_What you will do_:
Retype the listing below line for line, with no changes.

_The data_:

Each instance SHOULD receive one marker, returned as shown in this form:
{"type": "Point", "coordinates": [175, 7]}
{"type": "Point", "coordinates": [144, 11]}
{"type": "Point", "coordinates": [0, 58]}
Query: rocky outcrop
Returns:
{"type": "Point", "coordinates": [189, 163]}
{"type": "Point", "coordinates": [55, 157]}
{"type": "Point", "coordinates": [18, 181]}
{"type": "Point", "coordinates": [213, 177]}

_Complete output_:
Each instance SHOULD receive one marker, returned as shown in this form:
{"type": "Point", "coordinates": [175, 7]}
{"type": "Point", "coordinates": [144, 11]}
{"type": "Point", "coordinates": [0, 58]}
Query: rocky outcrop
Returns:
{"type": "Point", "coordinates": [189, 163]}
{"type": "Point", "coordinates": [55, 157]}
{"type": "Point", "coordinates": [18, 181]}
{"type": "Point", "coordinates": [213, 177]}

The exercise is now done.